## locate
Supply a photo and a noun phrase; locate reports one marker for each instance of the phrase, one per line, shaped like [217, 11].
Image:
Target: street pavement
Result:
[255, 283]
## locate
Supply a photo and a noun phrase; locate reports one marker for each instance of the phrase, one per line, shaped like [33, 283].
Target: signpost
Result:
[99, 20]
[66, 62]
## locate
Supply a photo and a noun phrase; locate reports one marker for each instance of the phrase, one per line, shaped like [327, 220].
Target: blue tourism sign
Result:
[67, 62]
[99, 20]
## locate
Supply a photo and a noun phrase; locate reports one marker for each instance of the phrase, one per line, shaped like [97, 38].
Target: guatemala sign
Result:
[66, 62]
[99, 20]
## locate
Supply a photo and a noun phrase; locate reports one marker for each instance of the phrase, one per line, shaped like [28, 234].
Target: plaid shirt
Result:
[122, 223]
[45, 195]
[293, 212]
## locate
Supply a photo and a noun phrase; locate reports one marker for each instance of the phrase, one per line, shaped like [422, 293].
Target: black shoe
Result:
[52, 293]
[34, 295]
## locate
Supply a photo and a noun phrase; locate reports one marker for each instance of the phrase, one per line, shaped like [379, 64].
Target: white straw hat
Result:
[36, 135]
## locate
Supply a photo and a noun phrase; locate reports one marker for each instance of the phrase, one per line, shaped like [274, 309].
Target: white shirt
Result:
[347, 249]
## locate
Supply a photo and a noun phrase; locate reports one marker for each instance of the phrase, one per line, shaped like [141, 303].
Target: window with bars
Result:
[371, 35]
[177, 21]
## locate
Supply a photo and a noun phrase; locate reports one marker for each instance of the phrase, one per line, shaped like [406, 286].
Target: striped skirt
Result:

...

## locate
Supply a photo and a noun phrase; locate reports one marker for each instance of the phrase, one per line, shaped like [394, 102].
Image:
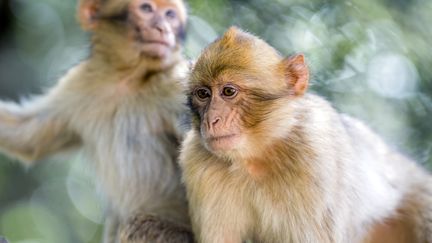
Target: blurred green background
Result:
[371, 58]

---

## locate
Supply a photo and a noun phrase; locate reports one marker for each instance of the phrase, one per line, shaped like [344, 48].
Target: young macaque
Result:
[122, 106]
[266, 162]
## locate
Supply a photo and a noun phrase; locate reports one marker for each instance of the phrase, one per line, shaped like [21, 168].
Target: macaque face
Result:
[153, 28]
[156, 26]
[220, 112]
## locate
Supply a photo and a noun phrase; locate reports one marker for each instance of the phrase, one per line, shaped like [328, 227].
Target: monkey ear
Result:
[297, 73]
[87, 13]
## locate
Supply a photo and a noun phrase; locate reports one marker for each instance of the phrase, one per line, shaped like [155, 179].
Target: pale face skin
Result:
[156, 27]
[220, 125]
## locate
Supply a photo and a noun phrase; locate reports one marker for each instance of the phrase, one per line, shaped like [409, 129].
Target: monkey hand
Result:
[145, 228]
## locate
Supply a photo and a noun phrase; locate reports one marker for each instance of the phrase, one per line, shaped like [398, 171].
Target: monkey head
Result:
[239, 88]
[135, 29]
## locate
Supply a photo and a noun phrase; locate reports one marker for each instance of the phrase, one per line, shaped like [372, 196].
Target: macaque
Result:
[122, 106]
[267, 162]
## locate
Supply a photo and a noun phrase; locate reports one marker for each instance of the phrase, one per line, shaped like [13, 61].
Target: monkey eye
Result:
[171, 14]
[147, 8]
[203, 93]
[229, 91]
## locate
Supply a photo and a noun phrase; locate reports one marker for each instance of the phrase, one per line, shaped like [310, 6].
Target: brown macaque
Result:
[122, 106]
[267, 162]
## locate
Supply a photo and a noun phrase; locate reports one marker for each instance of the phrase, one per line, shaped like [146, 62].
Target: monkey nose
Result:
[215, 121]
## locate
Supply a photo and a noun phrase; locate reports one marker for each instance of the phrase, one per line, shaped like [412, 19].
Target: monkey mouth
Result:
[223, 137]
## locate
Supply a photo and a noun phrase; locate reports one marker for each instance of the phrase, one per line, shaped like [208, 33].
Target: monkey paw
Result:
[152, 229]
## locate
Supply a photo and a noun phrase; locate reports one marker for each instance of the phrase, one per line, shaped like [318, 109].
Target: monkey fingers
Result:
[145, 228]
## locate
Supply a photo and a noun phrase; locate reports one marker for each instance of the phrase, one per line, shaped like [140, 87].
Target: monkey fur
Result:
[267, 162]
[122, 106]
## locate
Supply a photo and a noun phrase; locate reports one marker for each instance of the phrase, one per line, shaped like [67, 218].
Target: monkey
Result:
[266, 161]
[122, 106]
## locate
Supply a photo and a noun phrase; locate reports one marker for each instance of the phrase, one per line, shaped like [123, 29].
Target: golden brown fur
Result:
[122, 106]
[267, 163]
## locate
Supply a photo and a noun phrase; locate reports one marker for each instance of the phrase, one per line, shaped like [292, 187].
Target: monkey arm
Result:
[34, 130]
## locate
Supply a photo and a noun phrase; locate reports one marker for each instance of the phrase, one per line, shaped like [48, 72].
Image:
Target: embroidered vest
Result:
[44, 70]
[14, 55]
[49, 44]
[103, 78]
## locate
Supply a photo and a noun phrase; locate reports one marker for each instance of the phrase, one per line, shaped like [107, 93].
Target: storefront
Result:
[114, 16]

(Exercise):
List every line of the items above that contains the word "brown", copying each line in full.

(Output):
Target: brown macaque
Target: golden brown fur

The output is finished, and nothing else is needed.